### TASK
Copy the records below exactly, leaving out every picture.

### DATA PROVIDED
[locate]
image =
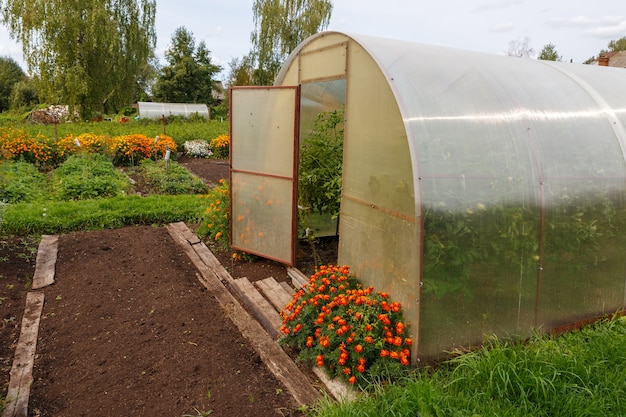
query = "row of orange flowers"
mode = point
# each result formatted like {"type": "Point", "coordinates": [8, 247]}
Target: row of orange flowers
{"type": "Point", "coordinates": [15, 144]}
{"type": "Point", "coordinates": [349, 330]}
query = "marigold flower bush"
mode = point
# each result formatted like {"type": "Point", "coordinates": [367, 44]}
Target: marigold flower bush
{"type": "Point", "coordinates": [133, 148]}
{"type": "Point", "coordinates": [216, 219]}
{"type": "Point", "coordinates": [353, 332]}
{"type": "Point", "coordinates": [220, 146]}
{"type": "Point", "coordinates": [15, 144]}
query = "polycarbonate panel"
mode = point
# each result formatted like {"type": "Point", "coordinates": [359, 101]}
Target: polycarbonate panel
{"type": "Point", "coordinates": [480, 260]}
{"type": "Point", "coordinates": [152, 110]}
{"type": "Point", "coordinates": [382, 250]}
{"type": "Point", "coordinates": [261, 215]}
{"type": "Point", "coordinates": [263, 139]}
{"type": "Point", "coordinates": [584, 268]}
{"type": "Point", "coordinates": [519, 169]}
{"type": "Point", "coordinates": [329, 62]}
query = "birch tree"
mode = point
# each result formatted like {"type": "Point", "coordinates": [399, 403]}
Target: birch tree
{"type": "Point", "coordinates": [280, 26]}
{"type": "Point", "coordinates": [86, 54]}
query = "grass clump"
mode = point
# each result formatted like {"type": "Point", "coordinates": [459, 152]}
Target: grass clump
{"type": "Point", "coordinates": [168, 177]}
{"type": "Point", "coordinates": [576, 374]}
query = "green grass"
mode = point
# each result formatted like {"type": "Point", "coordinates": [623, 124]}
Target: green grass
{"type": "Point", "coordinates": [170, 178]}
{"type": "Point", "coordinates": [66, 216]}
{"type": "Point", "coordinates": [576, 374]}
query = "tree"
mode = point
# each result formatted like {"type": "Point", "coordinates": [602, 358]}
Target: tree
{"type": "Point", "coordinates": [85, 54]}
{"type": "Point", "coordinates": [188, 77]}
{"type": "Point", "coordinates": [614, 46]}
{"type": "Point", "coordinates": [10, 74]}
{"type": "Point", "coordinates": [520, 48]}
{"type": "Point", "coordinates": [24, 94]}
{"type": "Point", "coordinates": [280, 26]}
{"type": "Point", "coordinates": [241, 72]}
{"type": "Point", "coordinates": [549, 53]}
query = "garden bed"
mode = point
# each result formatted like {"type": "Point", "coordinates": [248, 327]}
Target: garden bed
{"type": "Point", "coordinates": [128, 329]}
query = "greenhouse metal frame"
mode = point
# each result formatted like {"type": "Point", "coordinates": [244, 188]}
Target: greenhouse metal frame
{"type": "Point", "coordinates": [486, 193]}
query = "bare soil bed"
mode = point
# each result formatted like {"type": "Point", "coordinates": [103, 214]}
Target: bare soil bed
{"type": "Point", "coordinates": [127, 329]}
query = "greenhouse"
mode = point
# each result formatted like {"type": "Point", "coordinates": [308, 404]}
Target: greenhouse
{"type": "Point", "coordinates": [485, 193]}
{"type": "Point", "coordinates": [153, 110]}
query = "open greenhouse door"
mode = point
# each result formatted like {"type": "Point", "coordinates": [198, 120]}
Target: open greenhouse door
{"type": "Point", "coordinates": [264, 131]}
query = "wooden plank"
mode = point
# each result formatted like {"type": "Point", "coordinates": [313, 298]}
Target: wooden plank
{"type": "Point", "coordinates": [46, 261]}
{"type": "Point", "coordinates": [274, 292]}
{"type": "Point", "coordinates": [298, 279]}
{"type": "Point", "coordinates": [264, 311]}
{"type": "Point", "coordinates": [276, 360]}
{"type": "Point", "coordinates": [287, 288]}
{"type": "Point", "coordinates": [21, 376]}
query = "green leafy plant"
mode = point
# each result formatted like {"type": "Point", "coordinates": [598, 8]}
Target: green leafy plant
{"type": "Point", "coordinates": [216, 219]}
{"type": "Point", "coordinates": [86, 176]}
{"type": "Point", "coordinates": [168, 177]}
{"type": "Point", "coordinates": [21, 182]}
{"type": "Point", "coordinates": [321, 162]}
{"type": "Point", "coordinates": [352, 332]}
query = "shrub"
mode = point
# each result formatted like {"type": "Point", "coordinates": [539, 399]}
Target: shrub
{"type": "Point", "coordinates": [197, 148]}
{"type": "Point", "coordinates": [88, 176]}
{"type": "Point", "coordinates": [220, 146]}
{"type": "Point", "coordinates": [216, 221]}
{"type": "Point", "coordinates": [352, 332]}
{"type": "Point", "coordinates": [170, 178]}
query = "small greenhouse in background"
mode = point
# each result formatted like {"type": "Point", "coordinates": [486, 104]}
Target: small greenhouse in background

### COMPLETED TASK
[locate]
image =
query = "row of orange flowers"
mode = point
# each result formatted like {"type": "Point", "coordinates": [8, 247]}
Target: row of orange flowers
{"type": "Point", "coordinates": [15, 144]}
{"type": "Point", "coordinates": [349, 330]}
query = "marigold flower bush"
mode = point
# each result formatted like {"type": "Point", "coordinates": [367, 44]}
Target: marigold flower bush
{"type": "Point", "coordinates": [133, 148]}
{"type": "Point", "coordinates": [216, 219]}
{"type": "Point", "coordinates": [353, 332]}
{"type": "Point", "coordinates": [220, 146]}
{"type": "Point", "coordinates": [15, 144]}
query = "polycarbonate panel"
mode = point
# each result formatted like {"type": "Point", "coordinates": [359, 101]}
Target: polycarbonate panel
{"type": "Point", "coordinates": [480, 260]}
{"type": "Point", "coordinates": [152, 110]}
{"type": "Point", "coordinates": [382, 250]}
{"type": "Point", "coordinates": [261, 215]}
{"type": "Point", "coordinates": [263, 139]}
{"type": "Point", "coordinates": [584, 268]}
{"type": "Point", "coordinates": [519, 169]}
{"type": "Point", "coordinates": [329, 62]}
query = "birch tree"
mode = point
# each result formatted like {"type": "Point", "coordinates": [399, 403]}
Target: birch tree
{"type": "Point", "coordinates": [280, 26]}
{"type": "Point", "coordinates": [86, 54]}
query = "grass clump"
mode = point
# each result formatted like {"type": "Point", "coordinates": [459, 152]}
Target: grass clump
{"type": "Point", "coordinates": [168, 177]}
{"type": "Point", "coordinates": [576, 374]}
query = "green grass"
mode = point
# each result formatted like {"type": "Point", "coordinates": [623, 124]}
Target: green grass
{"type": "Point", "coordinates": [170, 178]}
{"type": "Point", "coordinates": [66, 216]}
{"type": "Point", "coordinates": [576, 374]}
query = "tree"
mode = point
# each result formatted like {"type": "Point", "coordinates": [602, 358]}
Target: tree
{"type": "Point", "coordinates": [85, 54]}
{"type": "Point", "coordinates": [188, 77]}
{"type": "Point", "coordinates": [614, 46]}
{"type": "Point", "coordinates": [10, 74]}
{"type": "Point", "coordinates": [520, 48]}
{"type": "Point", "coordinates": [24, 94]}
{"type": "Point", "coordinates": [280, 26]}
{"type": "Point", "coordinates": [241, 72]}
{"type": "Point", "coordinates": [549, 53]}
query = "garden bed"
mode = point
# each result formatted like {"type": "Point", "coordinates": [248, 327]}
Target: garden bed
{"type": "Point", "coordinates": [128, 329]}
query = "greenhouse metal frame"
mode = point
# each result formatted like {"type": "Point", "coordinates": [244, 188]}
Target: greenhouse metal frame
{"type": "Point", "coordinates": [486, 193]}
query = "bare soil bed"
mode = point
# each result formatted like {"type": "Point", "coordinates": [103, 214]}
Target: bare soil bed
{"type": "Point", "coordinates": [127, 329]}
query = "greenhouse"
mode = point
# each result formatted like {"type": "Point", "coordinates": [308, 404]}
Target: greenhouse
{"type": "Point", "coordinates": [485, 193]}
{"type": "Point", "coordinates": [153, 110]}
query = "open greenhouse door"
mode = point
# each result formatted like {"type": "Point", "coordinates": [198, 120]}
Target: open greenhouse door
{"type": "Point", "coordinates": [264, 131]}
query = "wooden plank"
mode = point
# each result formatted like {"type": "Point", "coordinates": [313, 298]}
Target: wooden plank
{"type": "Point", "coordinates": [46, 261]}
{"type": "Point", "coordinates": [274, 292]}
{"type": "Point", "coordinates": [298, 279]}
{"type": "Point", "coordinates": [264, 311]}
{"type": "Point", "coordinates": [276, 360]}
{"type": "Point", "coordinates": [287, 288]}
{"type": "Point", "coordinates": [21, 376]}
query = "green leafy plant"
mode = point
# each result formatted like {"type": "Point", "coordinates": [598, 8]}
Target: green leafy plant
{"type": "Point", "coordinates": [216, 219]}
{"type": "Point", "coordinates": [86, 176]}
{"type": "Point", "coordinates": [168, 177]}
{"type": "Point", "coordinates": [21, 182]}
{"type": "Point", "coordinates": [321, 162]}
{"type": "Point", "coordinates": [352, 332]}
query = "shrub"
mode = point
# each result formatted like {"type": "Point", "coordinates": [539, 399]}
Target: shrub
{"type": "Point", "coordinates": [197, 148]}
{"type": "Point", "coordinates": [88, 176]}
{"type": "Point", "coordinates": [220, 146]}
{"type": "Point", "coordinates": [216, 221]}
{"type": "Point", "coordinates": [352, 332]}
{"type": "Point", "coordinates": [170, 178]}
query = "small greenhouse in background"
mode = point
# each result formatted like {"type": "Point", "coordinates": [486, 104]}
Target: small greenhouse in background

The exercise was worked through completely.